» **WRITTEN TASK**
Repeat every row below word for word, leaving out the pictures.
==================================================
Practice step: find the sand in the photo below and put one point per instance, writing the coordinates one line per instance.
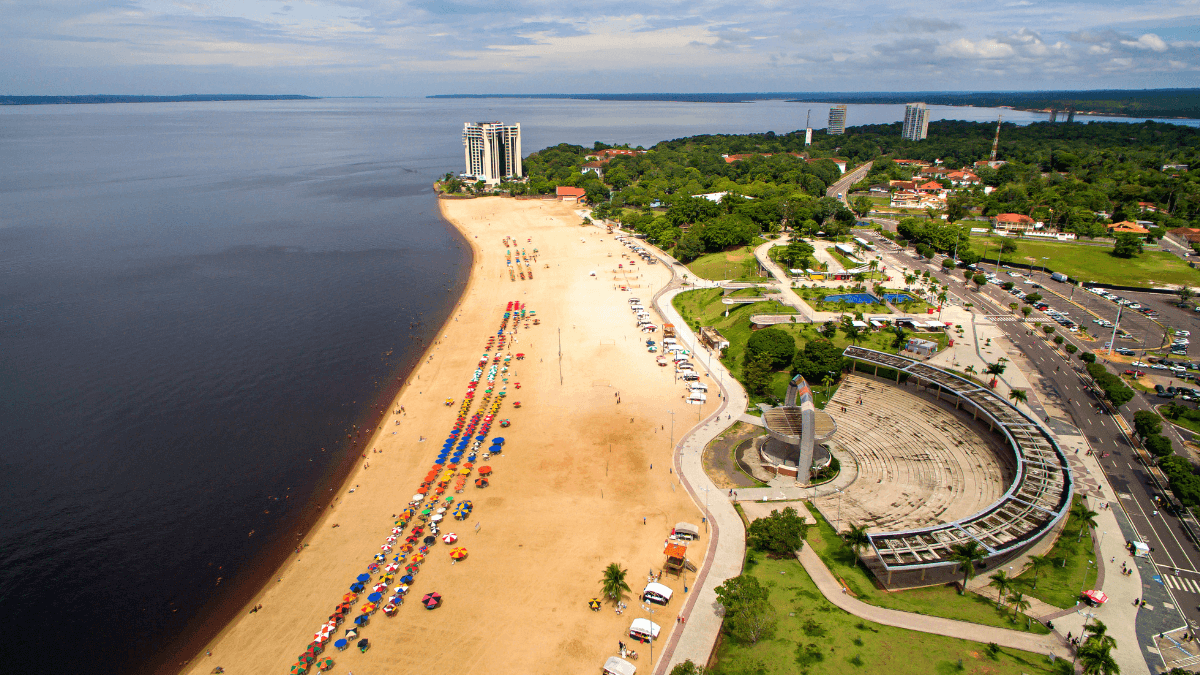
(579, 475)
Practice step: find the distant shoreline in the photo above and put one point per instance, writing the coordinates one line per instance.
(95, 99)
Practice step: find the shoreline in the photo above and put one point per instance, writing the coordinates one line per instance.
(587, 477)
(221, 619)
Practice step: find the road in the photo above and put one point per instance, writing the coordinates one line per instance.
(1176, 557)
(843, 186)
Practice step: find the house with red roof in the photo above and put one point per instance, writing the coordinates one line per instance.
(1012, 222)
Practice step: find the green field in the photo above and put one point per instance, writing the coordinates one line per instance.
(843, 643)
(733, 263)
(1093, 263)
(705, 308)
(933, 601)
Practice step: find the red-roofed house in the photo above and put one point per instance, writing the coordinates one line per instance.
(1011, 222)
(570, 193)
(1127, 227)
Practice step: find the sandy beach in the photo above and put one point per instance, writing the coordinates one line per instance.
(585, 481)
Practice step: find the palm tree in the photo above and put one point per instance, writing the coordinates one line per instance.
(613, 584)
(857, 539)
(1097, 659)
(1002, 583)
(966, 555)
(1037, 563)
(1086, 518)
(995, 370)
(1019, 605)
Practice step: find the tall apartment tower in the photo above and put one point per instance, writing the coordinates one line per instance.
(838, 119)
(916, 121)
(492, 150)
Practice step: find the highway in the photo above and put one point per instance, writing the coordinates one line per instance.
(1173, 551)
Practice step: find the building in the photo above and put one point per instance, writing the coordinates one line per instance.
(492, 150)
(1126, 227)
(838, 119)
(594, 167)
(1012, 222)
(916, 121)
(570, 193)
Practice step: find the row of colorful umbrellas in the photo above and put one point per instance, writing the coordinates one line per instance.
(449, 466)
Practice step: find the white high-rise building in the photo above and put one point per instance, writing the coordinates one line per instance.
(916, 121)
(838, 119)
(492, 150)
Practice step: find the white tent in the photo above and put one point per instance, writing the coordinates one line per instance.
(645, 627)
(617, 665)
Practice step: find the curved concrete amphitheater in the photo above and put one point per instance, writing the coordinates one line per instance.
(928, 481)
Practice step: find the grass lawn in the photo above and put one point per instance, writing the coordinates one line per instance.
(705, 308)
(1061, 585)
(1095, 263)
(733, 263)
(843, 643)
(933, 601)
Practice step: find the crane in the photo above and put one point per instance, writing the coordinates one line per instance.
(995, 143)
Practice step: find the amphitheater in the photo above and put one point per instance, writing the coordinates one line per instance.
(940, 461)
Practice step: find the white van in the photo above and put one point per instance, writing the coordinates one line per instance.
(643, 629)
(657, 593)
==================================================
» **THE COMPLETED TASK**
Practice step: find the sand in the photo below and put one point per instance, writing the coordinates one line per instance.
(579, 475)
Practice step: find the distant shoreline in the photo above and put one point per instance, writing the coordinates one line per instance.
(95, 99)
Practice step: find the shoreline in the photo above and put one point per instance, writing the coordinates one line per instance.
(587, 477)
(221, 619)
Practice step: find the road in the photo above and put one point per instance, writing the coordinates one line per instance.
(1176, 557)
(843, 186)
Practice step: find the house with red roof in the photo above and put one point per instance, writing the coordinates one line per instance.
(1012, 222)
Practice step: find the green field in the photo above and put one point per instance, writing the coordinates one line per instance.
(843, 643)
(733, 263)
(1093, 263)
(705, 308)
(933, 601)
Practice step: find the red-roofed house in the photo above and put one point per instance, writing the coordinates one line per instance.
(1011, 222)
(570, 193)
(1127, 227)
Practice step: find the sandy beach in the photo above and put one point per instance, writing the coordinates one line per instance.
(585, 481)
Practice step: find the palm tree in the photo above and put one point per instance, writing the coordinates one line per instance.
(613, 584)
(857, 539)
(1097, 659)
(1002, 583)
(966, 555)
(1037, 563)
(1086, 518)
(995, 370)
(1019, 605)
Practice step: find the tall apartment tower in the photo above and put one point per instance, writing the coordinates one line per instance.
(838, 119)
(916, 121)
(492, 150)
Practice step: find the highway in the photo above and put one point per instance, writing the coordinates one line per instance.
(1173, 551)
Practice step: find the building in the photo above and put one point per instance, writing the coordinates one line per instance.
(492, 150)
(1126, 227)
(838, 119)
(594, 167)
(1012, 222)
(916, 121)
(570, 193)
Practice step: find the row of colorful umbrellas in the photo above and put one point per instance, writing the coordinates one line per instance.
(449, 466)
Practice step: find the white high-rise building in the photo above and put one point per instance, writing the coordinates one line per instance.
(916, 121)
(838, 119)
(492, 150)
Practice step: find the white tent in the photo above and put one point per instance, writing the coordinates one line per instance.
(645, 627)
(617, 665)
Practice step: find the curved concrete amphitheater in the photo above and put one point per instance, writing the coordinates one line per instance.
(928, 481)
Practice step: find the grass lawn in the photo above and put one point per instance, writing the coordinates one line per instance.
(705, 308)
(1061, 585)
(1095, 263)
(733, 263)
(843, 643)
(933, 601)
Practice step: find the crane in the photo above and put one point per instance, writing the coordinates one line per instance.
(995, 143)
Practice step: find the amphitheater in the photo above and put one point per instance, writing the coordinates one line per instance.
(940, 461)
Practice step: find the white van in the photo above and put one point per instance, writing the coordinates one line per instance.
(643, 629)
(657, 593)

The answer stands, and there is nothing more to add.